• **Task directions**
Repeat exactly the lines that run from the one containing "1288L1147 1303L1169 1302L1179" to the end of the data, and leave out all others.

********************

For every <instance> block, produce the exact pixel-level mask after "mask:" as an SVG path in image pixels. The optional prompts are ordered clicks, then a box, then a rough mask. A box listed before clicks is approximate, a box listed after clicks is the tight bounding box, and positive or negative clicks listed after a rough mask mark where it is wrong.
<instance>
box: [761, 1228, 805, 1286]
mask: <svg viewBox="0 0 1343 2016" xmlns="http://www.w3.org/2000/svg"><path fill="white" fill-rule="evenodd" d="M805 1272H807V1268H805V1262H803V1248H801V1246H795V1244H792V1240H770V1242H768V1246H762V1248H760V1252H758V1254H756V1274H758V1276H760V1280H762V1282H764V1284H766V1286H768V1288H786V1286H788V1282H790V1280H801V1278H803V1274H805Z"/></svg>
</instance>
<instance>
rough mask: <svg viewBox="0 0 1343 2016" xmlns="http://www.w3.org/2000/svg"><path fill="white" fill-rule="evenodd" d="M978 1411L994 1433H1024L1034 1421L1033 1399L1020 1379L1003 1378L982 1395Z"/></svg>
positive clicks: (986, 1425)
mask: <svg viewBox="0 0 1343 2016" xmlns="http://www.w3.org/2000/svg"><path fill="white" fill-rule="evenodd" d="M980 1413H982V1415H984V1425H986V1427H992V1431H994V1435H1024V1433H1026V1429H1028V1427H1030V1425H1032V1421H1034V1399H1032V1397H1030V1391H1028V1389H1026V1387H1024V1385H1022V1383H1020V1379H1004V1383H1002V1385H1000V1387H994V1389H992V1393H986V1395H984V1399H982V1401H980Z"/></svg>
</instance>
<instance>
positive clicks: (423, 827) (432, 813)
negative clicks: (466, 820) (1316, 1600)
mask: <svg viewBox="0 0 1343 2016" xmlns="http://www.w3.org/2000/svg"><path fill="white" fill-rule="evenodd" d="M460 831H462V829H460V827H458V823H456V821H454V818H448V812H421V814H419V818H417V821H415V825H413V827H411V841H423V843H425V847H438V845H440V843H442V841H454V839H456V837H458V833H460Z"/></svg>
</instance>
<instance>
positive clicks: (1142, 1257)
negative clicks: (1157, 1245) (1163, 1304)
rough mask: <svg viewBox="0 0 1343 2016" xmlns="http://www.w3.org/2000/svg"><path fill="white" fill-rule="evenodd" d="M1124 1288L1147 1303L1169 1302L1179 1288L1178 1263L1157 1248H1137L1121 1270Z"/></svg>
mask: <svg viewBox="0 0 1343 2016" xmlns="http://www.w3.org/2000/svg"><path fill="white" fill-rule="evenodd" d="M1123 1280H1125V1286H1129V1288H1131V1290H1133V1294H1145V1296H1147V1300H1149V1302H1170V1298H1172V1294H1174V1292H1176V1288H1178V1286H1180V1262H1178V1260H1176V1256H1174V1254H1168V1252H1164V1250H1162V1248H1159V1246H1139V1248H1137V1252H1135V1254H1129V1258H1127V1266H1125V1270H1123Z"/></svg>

********************

• **Exercise output**
rough mask: <svg viewBox="0 0 1343 2016" xmlns="http://www.w3.org/2000/svg"><path fill="white" fill-rule="evenodd" d="M1124 1288L1147 1303L1169 1302L1179 1288L1178 1263L1157 1248H1137L1121 1270Z"/></svg>
mask: <svg viewBox="0 0 1343 2016" xmlns="http://www.w3.org/2000/svg"><path fill="white" fill-rule="evenodd" d="M1123 1280H1125V1286H1129V1288H1131V1290H1133V1294H1145V1296H1147V1300H1149V1302H1170V1298H1172V1294H1174V1292H1176V1288H1178V1286H1180V1262H1178V1260H1176V1256H1174V1254H1168V1252H1164V1250H1162V1248H1159V1246H1139V1248H1137V1252H1135V1254H1129V1258H1127V1266H1125V1270H1123Z"/></svg>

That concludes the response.